TEXT FOR ANALYSIS:
···

Christmas Day was the perfect day for the New York Times to publish its article on interesting goings on at The American Kidney Fund, one of the largest charities in the United States. Why? Well, Christmas Day is usually a slow news day and even trying to understand how dialysis care is funded for Americans is a slow read. It may be that all health insurance topics that span government-funded insurance as well as commercial insurance in the U.S. are a slow read. This is because our health insurance systems are complex but also because our health insurance systems are under-discussed.

···

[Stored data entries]
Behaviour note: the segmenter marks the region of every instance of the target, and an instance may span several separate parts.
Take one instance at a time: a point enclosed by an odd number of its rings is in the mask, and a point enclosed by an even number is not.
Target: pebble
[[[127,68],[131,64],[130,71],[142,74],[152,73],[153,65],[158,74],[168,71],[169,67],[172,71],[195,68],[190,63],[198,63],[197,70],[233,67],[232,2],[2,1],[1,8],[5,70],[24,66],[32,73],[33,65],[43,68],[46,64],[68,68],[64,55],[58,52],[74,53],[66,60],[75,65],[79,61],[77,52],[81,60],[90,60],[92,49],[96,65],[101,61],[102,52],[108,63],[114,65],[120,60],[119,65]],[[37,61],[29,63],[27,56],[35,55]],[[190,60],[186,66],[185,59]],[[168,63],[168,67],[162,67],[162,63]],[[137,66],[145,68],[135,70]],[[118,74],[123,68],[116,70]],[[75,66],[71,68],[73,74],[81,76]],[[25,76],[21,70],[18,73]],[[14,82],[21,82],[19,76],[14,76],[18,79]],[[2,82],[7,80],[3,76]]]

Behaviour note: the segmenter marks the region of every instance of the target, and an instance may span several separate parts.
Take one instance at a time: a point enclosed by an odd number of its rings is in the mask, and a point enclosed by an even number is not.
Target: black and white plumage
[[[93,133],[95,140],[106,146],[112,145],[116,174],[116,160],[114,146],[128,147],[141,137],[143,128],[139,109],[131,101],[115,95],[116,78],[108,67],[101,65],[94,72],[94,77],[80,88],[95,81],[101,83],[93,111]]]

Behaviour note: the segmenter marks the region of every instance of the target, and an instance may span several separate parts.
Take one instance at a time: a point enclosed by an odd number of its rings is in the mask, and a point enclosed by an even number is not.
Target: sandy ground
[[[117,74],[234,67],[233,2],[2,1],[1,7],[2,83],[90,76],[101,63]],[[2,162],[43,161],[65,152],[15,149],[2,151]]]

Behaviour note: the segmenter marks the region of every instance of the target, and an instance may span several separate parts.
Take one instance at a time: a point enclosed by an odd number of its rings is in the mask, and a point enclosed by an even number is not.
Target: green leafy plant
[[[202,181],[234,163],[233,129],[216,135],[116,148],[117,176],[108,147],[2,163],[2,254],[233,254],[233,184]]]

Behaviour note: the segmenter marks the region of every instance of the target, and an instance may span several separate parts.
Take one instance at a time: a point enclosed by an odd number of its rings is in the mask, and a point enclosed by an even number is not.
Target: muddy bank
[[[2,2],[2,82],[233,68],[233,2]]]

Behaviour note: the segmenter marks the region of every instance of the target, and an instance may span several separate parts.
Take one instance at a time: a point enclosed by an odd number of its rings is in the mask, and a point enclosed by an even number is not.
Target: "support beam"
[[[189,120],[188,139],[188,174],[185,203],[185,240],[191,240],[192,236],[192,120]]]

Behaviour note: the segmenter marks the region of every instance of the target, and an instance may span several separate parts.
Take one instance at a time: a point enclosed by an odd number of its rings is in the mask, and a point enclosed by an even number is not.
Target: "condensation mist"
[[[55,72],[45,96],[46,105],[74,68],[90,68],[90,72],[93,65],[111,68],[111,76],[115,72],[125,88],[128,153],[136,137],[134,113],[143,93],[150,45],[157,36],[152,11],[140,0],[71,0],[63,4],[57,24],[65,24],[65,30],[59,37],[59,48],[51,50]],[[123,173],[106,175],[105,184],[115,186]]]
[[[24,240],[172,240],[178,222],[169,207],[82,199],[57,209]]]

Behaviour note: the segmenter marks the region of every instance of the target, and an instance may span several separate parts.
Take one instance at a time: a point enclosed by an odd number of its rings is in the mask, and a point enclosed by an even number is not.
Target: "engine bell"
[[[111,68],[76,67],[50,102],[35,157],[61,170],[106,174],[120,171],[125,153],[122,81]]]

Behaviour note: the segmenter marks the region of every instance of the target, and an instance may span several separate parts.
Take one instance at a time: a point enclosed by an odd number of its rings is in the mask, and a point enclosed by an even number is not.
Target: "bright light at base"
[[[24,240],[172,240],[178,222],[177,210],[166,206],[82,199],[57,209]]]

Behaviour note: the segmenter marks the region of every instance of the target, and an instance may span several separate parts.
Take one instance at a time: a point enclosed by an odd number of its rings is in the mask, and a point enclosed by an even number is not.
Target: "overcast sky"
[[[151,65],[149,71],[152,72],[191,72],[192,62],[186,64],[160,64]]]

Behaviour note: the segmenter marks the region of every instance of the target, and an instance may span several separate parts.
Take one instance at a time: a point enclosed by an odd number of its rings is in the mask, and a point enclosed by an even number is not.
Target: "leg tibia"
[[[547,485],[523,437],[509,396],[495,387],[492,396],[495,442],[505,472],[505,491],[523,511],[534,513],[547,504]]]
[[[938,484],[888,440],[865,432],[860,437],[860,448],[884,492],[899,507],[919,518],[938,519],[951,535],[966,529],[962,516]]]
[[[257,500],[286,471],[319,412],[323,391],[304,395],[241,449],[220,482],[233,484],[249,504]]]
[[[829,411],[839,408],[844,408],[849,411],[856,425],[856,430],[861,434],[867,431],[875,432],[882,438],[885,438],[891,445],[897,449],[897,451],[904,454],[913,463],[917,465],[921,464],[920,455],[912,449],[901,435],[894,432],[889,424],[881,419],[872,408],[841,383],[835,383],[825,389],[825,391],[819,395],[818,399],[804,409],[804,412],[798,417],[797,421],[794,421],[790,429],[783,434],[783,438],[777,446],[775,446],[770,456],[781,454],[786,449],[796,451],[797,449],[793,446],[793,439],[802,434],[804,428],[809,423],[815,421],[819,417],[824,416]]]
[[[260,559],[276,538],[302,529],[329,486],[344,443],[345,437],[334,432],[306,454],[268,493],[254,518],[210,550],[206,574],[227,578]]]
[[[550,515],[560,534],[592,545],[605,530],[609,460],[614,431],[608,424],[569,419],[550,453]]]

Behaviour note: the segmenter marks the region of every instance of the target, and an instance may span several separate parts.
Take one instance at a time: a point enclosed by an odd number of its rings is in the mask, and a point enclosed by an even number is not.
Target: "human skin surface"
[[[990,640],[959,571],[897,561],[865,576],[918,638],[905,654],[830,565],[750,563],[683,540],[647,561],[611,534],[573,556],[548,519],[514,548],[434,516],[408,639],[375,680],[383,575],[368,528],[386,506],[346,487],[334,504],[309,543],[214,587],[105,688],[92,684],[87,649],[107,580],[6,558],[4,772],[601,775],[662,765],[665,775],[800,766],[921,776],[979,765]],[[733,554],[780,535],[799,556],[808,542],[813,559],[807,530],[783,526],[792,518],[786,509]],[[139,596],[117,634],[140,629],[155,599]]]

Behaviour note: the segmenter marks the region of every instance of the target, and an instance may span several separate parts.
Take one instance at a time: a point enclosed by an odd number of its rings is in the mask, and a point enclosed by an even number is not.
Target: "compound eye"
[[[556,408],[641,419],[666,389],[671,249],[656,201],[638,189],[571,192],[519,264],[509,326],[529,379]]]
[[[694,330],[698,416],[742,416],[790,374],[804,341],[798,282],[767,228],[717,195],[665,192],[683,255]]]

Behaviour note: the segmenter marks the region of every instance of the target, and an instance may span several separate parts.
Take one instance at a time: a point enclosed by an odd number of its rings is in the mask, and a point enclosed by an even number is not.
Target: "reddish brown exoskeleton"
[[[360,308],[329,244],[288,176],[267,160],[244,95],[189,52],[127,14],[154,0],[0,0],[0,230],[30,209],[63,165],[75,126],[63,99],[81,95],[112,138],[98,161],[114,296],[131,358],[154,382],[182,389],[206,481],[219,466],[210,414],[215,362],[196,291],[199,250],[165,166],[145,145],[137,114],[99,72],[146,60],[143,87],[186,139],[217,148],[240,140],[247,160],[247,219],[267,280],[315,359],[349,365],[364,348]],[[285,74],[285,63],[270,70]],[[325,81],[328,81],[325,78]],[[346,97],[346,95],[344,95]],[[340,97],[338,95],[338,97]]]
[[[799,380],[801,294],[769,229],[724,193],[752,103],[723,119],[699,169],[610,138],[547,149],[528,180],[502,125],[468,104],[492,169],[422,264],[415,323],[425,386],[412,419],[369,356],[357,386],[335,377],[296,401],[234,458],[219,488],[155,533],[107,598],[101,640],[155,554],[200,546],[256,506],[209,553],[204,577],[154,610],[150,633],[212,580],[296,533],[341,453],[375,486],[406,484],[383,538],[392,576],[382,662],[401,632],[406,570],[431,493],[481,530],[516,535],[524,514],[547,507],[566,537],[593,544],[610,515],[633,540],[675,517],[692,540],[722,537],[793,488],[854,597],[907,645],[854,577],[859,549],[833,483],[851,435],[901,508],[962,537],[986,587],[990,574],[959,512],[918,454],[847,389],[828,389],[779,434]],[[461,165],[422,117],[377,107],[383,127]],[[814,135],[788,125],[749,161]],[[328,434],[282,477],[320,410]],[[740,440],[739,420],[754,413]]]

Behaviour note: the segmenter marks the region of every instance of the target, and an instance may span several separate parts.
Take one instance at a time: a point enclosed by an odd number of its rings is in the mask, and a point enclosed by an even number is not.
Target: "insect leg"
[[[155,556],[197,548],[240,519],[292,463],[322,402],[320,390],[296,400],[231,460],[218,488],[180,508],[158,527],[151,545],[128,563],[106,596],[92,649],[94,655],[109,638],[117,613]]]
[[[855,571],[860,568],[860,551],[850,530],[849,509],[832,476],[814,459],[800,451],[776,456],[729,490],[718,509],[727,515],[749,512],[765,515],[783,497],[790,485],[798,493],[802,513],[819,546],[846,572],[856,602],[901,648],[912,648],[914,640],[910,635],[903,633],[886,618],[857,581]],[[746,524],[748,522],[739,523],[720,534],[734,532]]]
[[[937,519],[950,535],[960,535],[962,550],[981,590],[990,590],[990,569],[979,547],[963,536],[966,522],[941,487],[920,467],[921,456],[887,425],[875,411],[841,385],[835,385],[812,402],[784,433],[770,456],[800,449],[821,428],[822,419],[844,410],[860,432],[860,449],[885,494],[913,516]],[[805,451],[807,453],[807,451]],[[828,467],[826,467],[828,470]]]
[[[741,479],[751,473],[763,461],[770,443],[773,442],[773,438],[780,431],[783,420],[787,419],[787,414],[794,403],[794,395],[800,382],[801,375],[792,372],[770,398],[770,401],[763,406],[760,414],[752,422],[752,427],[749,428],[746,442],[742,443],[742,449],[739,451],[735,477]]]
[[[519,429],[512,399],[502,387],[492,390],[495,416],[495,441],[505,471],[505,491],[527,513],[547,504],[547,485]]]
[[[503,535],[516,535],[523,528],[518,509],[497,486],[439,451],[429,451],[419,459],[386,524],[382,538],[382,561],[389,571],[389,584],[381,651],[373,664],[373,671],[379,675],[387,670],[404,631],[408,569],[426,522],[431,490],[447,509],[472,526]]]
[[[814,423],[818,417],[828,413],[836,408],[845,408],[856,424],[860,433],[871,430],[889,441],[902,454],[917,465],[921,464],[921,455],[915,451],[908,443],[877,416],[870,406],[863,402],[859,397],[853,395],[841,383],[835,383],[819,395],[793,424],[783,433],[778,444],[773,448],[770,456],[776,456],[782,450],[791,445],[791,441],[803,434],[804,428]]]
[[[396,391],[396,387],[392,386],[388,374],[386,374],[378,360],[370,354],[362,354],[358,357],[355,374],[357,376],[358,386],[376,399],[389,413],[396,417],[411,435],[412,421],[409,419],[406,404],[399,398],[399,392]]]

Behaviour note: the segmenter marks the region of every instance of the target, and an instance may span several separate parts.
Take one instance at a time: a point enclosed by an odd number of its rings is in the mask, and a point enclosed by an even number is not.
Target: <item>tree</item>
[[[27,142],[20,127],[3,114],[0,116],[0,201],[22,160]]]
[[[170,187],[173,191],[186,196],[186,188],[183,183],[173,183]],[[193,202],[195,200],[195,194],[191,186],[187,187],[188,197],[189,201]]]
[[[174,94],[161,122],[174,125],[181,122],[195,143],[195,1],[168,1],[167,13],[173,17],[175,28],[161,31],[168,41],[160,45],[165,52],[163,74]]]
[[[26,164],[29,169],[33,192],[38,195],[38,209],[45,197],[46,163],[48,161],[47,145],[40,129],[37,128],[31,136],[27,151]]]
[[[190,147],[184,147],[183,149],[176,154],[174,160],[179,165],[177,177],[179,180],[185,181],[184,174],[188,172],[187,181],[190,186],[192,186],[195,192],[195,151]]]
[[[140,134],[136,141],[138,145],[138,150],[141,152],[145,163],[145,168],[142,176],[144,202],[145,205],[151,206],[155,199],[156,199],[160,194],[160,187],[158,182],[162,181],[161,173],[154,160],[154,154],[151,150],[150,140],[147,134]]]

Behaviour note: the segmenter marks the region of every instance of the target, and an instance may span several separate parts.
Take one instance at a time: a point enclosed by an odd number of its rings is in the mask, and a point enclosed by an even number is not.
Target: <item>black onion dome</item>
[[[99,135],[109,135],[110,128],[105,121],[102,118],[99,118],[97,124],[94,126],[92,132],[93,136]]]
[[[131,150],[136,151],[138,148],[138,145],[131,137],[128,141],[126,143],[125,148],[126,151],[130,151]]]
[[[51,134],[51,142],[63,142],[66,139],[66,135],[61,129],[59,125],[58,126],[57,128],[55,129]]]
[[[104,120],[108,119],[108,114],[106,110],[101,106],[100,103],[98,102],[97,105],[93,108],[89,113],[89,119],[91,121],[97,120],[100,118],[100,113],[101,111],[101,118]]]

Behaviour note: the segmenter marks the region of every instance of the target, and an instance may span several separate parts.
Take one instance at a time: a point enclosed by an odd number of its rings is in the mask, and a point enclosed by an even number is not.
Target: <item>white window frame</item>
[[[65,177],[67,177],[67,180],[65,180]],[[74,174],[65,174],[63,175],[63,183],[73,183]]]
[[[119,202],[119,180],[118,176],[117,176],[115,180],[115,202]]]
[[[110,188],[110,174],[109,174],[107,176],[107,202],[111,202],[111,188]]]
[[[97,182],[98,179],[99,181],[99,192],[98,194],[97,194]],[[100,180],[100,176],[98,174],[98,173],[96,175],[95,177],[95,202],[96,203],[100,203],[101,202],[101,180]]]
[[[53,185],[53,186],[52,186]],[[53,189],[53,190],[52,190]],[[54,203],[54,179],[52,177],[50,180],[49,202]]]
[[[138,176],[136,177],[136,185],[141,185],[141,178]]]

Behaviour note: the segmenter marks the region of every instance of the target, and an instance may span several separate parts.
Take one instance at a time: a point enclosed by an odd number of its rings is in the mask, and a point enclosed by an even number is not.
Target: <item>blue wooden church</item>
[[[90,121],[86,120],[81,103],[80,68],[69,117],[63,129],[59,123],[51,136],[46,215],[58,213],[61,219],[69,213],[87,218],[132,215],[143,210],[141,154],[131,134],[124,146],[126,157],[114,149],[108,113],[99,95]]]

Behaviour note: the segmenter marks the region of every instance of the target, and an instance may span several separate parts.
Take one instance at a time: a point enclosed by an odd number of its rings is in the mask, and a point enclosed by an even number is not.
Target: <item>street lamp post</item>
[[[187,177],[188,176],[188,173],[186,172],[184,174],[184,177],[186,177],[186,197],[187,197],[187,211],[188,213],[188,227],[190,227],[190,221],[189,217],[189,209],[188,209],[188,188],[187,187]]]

···

QUESTIONS:
(a) The passage about The American Kidney Fund calls Christmas Day the perfect day to publish the article. Based on the passage, why was that day a good fit?
(b) Check each statement against the passage about The American Kidney Fund, answering yes or no and quoting the deciding words: (i) The American Kidney Fund is one of the largest charities in the United States. (ii) The Wall Street Journal published the article. (iii) The passage describes U.S. health insurance systems as widely discussed.
(c) Reproduce the section of the passage about The American Kidney Fund that opens with the words containing "Christmas Day was" and closes with "systems are under-discussed.".

ANSWERS:
(a) Christmas Day is usually a slow news day, and understanding how dialysis care is funded for Americans is a slow read. The passage says such health insurance topics are slow reading because U.S. health insurance systems are complex and under-discussed.

(b)
(i) Yes: "one of the largest charities in the United States"
(ii) No: "the New York Times to publish its article"
(iii) No: "our health insurance systems are under-discussed"

(c)
Christmas Day was the perfect day for the New York Times to publish its article on interesting goings on at The American Kidney Fund, one of the largest charities in the United States. Why? Well, Christmas Day is usually a slow news day and even trying to understand how dialysis care is funded for Americans is a slow read. It may be that all health insurance topics that span government-funded insurance as well as commercial insurance in the U.S. are a slow read. This is because our health insurance systems are complex but also because our health insurance systems are under-discussed.